Pero hay otras cosas que no les envidio para nada. En el lugar de Mariel, Ana o las demás, me quejaría, por ejemplo, de no poder huir con el chico de la página web este fin de semana; de estar obligada a pedir plata y/o permiso para salir de la ciudad con él porque todavía dependen de sus padres y no pueden decir "qué tanto, si igual es MI sueldo que me gané con la tendinitis de MI índice derecho".

Puede que ya no sea capaz de almorzar un cono de papas fritas porque me provoca una gastritis horrible, que no tenga el tiempo ni el ánimo de sentarme a tomar cerveza a las cuatro de la tarde, que en mi cabeza convivan miles de voces recordándome miles de cosas mucho más complicadas que conseguir un libro. Puede que no tenga tres meses de vacaciones, pero nada de eso importa porque este fin de semana es largo y nos vamos.

Así que, bueno, ahora Mariel me envidia a mí.

viernes, julio 9

viernes viernes viernes

A veces pienso que estoy enloqueciendo. Quiero decir, más de lo habitual.

Siempre he sido el tipo de personas que pierde cosas -lápices, llaves, teléfono-, que olvida los cumpleaños, que pasa de largo en la micro o pone "cerrar" en vez de "guardar los cambios" del trabajo que se está terminando -cómo no- a última hora. Ideal para convertirme en protagonista vitalicia de esa publicidad de té que hablaba sobre "desenfocados".

El problema es que en las últimas semanas las cosas han empeorado un montón. Me da lata hasta salir con mis amigas y perdí el cuaderno donde anotaba las cosas que no debía olvidar. Inculso me cuesta terminar un post. Y como agregado, duermo pésimo, vivo con dolor de estómago y he desarrollado una increíble capacidad de odiar a todo el mundo simultáneamente.

Pero lejos lo peor fue cuando empecé a llamar indignada reclamando porque a las 6 de la tarde del viernes todavía no recibía ninguno de los informes que debían llegar a las 12. En el cuarto llamado un chico de lo más amoroso me dice como asustado "Ahhhhh es que no sabía que lo ibas a necesitar antes".

● **DATOS EN BRUTO**

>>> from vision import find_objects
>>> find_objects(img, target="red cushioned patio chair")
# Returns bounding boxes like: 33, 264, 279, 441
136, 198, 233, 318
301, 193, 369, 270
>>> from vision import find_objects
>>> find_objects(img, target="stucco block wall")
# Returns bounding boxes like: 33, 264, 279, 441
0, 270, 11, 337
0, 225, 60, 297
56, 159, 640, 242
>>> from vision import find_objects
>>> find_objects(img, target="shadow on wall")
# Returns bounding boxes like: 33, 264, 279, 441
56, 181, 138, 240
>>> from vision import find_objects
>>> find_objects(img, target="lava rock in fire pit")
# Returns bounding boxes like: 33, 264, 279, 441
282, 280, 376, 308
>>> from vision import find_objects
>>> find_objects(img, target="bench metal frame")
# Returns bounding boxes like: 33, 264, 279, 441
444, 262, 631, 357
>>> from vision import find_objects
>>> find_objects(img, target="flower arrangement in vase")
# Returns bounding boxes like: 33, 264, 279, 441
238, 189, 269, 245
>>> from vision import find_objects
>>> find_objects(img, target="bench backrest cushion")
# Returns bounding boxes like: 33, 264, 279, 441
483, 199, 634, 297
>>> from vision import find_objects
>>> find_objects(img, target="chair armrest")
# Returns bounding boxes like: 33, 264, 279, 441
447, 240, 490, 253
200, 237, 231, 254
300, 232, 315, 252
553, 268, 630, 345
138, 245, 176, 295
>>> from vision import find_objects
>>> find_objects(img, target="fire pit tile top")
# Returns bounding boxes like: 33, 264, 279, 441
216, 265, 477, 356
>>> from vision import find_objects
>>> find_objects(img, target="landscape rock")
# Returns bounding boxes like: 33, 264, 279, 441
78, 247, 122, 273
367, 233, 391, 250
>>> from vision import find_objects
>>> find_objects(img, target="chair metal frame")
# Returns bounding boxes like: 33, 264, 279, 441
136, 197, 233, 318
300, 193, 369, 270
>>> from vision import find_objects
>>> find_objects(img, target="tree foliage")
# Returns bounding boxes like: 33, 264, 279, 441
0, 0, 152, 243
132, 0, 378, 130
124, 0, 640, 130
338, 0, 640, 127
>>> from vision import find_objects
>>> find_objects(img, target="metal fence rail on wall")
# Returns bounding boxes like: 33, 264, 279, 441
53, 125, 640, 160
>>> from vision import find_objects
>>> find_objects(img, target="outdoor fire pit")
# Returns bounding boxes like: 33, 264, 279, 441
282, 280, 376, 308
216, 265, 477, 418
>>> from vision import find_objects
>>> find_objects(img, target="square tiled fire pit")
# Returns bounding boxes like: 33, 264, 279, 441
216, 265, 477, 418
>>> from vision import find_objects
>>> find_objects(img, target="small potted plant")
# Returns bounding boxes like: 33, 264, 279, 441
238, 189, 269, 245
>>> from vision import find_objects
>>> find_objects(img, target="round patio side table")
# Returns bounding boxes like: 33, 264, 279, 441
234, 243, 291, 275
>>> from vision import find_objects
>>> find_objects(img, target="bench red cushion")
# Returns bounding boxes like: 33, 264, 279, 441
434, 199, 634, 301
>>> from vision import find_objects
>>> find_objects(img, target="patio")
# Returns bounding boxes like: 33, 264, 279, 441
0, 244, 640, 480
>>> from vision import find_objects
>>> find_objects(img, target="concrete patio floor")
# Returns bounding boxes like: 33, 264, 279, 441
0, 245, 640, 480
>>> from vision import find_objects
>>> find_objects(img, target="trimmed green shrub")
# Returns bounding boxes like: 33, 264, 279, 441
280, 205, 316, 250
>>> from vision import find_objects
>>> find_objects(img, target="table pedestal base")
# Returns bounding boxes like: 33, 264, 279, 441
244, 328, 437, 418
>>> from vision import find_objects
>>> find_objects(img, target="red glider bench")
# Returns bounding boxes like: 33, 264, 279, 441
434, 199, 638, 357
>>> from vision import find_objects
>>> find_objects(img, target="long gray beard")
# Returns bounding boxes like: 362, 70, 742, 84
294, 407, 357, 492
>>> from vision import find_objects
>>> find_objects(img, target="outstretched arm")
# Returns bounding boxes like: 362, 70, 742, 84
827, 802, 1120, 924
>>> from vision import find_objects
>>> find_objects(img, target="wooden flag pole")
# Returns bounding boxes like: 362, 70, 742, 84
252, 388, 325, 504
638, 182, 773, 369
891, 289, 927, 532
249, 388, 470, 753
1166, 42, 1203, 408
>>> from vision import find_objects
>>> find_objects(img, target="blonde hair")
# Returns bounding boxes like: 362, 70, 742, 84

● **QUÉ SE PIDE**
Copia el fragmento del texto proporcionado que empieza en "Así que, bueno, ahora" y sigue hasta "de lo habitual.", y cambia "enloqueciendo" por "perdiendo la razón". Los ítems no hacen falta para este ejercicio.

● **RESULTADO DEL EJERCICIO**
Así que, bueno, ahora Mariel me envidia a mí.

viernes, julio 9

viernes viernes viernes

A veces pienso que estoy perdiendo la razón. Quiero decir, más de lo habitual.